--- Source text ---
= Beginning of Section =

That said, the NFL's version of an intelligence test -- the famed Wonderlic -- is the single most overrated element of the pre-draft process. (And considering the hype generated from the 40-yard dash, bench press and vertical jump, that's quite an accomplishment.)
I've long maintained that college tape makes up roughly 80% of the grade I assign a player. The medical/interview process at the Combine takes up about 15% of the grade.
That leaves only about 5% of my overall player grade for the measureable workouts at the Combine and Pro Days. Of the measureables, the Wonderlic is the least important in most cases.*
(*Again, I do pay attention to this score for quarterbacks -- but only if the grade is in the mid teens or lower.)
And for some positions, too high of a Wonderlic score can actually be considered a detriment by some.
Matt Barrows of the Sacramento Bee recalled a comment from then-49ers general manager Scot McCloughan regarding the Wonderlic.
As Scot McCloughan, then the team's vice president of player personnel, noted in 2005, teams don't want players to be too smart either, especially at certain positions. "Some positions, like cornerback, you don't want a really intelligent guy because if he does get beat, you don't want him overanalyzing it," McCloughan said.
Want to know more about the Wonderlic?
Take this 15 question sample test yourself.
How did you score?
Good for you.
Now, smart guy (or gal) tell me how identifying the ninth month of the year helps you block DeMarcus Ware.

= End of Section =

--- The data ---
= Beginning of Section =

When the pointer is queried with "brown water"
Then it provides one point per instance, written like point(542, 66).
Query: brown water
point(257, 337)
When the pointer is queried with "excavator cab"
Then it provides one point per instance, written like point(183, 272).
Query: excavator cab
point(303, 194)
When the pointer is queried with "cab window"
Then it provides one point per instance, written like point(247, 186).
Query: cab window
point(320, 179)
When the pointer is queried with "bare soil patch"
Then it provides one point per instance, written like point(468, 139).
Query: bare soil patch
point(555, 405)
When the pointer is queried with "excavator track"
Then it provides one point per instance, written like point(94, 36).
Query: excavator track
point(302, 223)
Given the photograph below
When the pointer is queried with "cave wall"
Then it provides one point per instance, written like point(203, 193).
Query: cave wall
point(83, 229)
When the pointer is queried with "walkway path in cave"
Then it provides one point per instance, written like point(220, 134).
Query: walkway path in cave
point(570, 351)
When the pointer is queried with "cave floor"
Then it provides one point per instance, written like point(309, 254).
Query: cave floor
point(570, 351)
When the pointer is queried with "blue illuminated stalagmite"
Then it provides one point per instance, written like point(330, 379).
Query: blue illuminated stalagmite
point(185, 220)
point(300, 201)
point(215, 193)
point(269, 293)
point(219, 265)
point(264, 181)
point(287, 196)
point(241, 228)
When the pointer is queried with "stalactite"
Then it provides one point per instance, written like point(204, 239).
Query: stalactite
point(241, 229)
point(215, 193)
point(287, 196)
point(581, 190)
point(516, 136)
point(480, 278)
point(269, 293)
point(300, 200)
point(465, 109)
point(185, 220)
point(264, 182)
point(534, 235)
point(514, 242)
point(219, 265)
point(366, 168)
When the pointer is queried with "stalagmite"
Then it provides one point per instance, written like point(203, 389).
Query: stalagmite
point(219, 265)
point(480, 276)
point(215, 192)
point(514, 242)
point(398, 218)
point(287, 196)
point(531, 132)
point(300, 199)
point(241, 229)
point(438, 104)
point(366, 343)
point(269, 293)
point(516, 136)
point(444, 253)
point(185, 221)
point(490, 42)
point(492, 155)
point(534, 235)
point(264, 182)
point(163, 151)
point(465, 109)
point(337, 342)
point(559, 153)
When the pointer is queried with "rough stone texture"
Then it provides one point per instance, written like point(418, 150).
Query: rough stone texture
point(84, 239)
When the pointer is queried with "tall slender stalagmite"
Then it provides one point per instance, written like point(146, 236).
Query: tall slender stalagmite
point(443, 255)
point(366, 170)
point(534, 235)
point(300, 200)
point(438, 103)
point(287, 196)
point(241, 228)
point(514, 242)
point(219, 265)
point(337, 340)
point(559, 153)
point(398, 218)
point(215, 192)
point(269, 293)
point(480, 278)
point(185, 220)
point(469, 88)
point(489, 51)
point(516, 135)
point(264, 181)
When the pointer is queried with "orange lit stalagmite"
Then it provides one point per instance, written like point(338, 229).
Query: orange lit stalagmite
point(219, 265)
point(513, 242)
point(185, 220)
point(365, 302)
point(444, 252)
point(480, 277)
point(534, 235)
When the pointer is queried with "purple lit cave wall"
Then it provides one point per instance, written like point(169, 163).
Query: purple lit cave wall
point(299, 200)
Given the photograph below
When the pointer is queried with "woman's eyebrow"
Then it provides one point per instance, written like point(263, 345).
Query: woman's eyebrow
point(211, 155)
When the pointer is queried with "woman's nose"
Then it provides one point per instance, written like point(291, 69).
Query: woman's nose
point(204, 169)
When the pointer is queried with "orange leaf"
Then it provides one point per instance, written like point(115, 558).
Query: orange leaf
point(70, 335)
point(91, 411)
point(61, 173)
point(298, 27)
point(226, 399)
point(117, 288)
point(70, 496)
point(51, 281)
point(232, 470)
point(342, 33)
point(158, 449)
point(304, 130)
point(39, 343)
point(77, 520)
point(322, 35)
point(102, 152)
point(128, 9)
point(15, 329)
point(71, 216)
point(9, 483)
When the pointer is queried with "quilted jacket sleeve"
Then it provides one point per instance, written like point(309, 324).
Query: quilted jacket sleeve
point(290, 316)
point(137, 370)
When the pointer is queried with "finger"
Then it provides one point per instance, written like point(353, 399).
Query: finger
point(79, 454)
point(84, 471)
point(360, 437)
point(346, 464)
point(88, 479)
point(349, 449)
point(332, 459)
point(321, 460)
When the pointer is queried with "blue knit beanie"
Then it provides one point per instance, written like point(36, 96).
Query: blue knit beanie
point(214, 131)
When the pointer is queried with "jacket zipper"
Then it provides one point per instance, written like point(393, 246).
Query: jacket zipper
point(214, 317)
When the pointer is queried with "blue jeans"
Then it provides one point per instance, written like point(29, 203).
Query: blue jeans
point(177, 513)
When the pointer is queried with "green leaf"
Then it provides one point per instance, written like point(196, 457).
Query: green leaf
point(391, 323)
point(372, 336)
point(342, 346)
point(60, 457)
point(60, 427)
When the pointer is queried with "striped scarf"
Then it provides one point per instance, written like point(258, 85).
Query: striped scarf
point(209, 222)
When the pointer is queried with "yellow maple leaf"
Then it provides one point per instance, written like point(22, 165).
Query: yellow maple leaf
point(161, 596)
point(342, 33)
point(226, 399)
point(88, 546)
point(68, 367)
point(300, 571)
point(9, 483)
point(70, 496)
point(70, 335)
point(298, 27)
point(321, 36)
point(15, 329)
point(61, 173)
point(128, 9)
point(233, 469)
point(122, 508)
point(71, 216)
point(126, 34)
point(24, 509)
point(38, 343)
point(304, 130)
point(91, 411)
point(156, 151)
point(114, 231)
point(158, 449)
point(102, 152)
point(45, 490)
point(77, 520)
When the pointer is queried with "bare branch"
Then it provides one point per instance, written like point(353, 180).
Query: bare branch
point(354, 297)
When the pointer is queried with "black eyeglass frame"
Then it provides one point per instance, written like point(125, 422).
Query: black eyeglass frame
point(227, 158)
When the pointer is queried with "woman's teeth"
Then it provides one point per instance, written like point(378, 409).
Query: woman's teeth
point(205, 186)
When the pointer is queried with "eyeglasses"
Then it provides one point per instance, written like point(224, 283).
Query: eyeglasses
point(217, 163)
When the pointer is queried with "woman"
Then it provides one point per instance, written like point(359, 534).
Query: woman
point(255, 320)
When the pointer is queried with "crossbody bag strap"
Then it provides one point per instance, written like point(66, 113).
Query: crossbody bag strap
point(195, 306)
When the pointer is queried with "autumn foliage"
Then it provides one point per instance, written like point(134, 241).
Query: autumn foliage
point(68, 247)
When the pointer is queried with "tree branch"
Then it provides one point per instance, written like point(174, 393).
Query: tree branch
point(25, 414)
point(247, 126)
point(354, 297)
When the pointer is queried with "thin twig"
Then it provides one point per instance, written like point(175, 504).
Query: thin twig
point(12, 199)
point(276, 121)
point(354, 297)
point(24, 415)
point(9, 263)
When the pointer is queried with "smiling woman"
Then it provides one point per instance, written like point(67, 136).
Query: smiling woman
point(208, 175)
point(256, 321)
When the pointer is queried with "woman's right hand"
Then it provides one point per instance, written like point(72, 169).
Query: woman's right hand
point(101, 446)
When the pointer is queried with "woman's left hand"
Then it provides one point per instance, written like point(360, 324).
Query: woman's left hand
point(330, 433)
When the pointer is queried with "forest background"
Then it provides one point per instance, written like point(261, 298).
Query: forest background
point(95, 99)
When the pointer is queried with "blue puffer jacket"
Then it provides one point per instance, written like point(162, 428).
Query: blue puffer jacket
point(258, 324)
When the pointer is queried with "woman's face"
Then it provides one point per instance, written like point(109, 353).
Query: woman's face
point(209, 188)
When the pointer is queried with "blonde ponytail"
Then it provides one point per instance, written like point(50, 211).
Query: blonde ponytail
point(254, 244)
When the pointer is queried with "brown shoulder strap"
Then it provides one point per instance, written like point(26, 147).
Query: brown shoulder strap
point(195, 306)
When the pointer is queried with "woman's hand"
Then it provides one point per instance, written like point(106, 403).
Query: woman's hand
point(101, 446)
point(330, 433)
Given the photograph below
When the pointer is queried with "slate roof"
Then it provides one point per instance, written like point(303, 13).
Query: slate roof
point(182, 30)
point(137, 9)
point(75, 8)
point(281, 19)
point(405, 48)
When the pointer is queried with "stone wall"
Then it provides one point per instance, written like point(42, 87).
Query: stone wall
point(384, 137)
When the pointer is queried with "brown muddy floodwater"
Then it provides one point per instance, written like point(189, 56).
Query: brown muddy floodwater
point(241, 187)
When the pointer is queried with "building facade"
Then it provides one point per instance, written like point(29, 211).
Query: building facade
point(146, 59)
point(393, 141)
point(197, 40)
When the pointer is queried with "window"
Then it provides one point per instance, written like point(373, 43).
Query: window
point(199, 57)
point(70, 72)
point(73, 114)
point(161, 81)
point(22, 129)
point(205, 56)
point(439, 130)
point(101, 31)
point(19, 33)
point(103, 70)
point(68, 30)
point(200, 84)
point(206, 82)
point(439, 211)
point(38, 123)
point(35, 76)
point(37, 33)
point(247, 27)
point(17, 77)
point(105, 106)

= End of Section =

--- Task list ---
(1) List each portion of the player grade that the Wonderlic text assigns a percentage to, along with its percentage.
(2) Translate this sentence from the Wonderlic text into Spanish: "I've long maintained that college tape makes up roughly 80% of the grade I assign a player."
(3) Transcribe the stretch of the Wonderlic text from "That said, the" through "teens or lower.)".

--- List of solutions ---
(1)
College tape: roughly 80%
The medical/interview process at the Combine: about 15%
The measureable workouts at the Combine and Pro Days: about 5%

(2) Desde hace tiempo sostengo que las grabaciones de sus partidos universitarios constituyen aproximadamente el 80 % de la calificación que le asigno a un jugador.

(3)
That said, the NFL's version of an intelligence test -- the famed Wonderlic -- is the single most overrated element of the pre-draft process. (And considering the hype generated from the 40-yard dash, bench press and vertical jump, that's quite an accomplishment.)
I've long maintained that college tape makes up roughly 80% of the grade I assign a player. The medical/interview process at the Combine takes up about 15% of the grade.
That leaves only about 5% of my overall player grade for the measureable workouts at the Combine and Pro Days. Of the measureables, the Wonderlic is the least important in most cases.*
(*Again, I do pay attention to this score for quarterbacks -- but only if the grade is in the mid teens or lower.)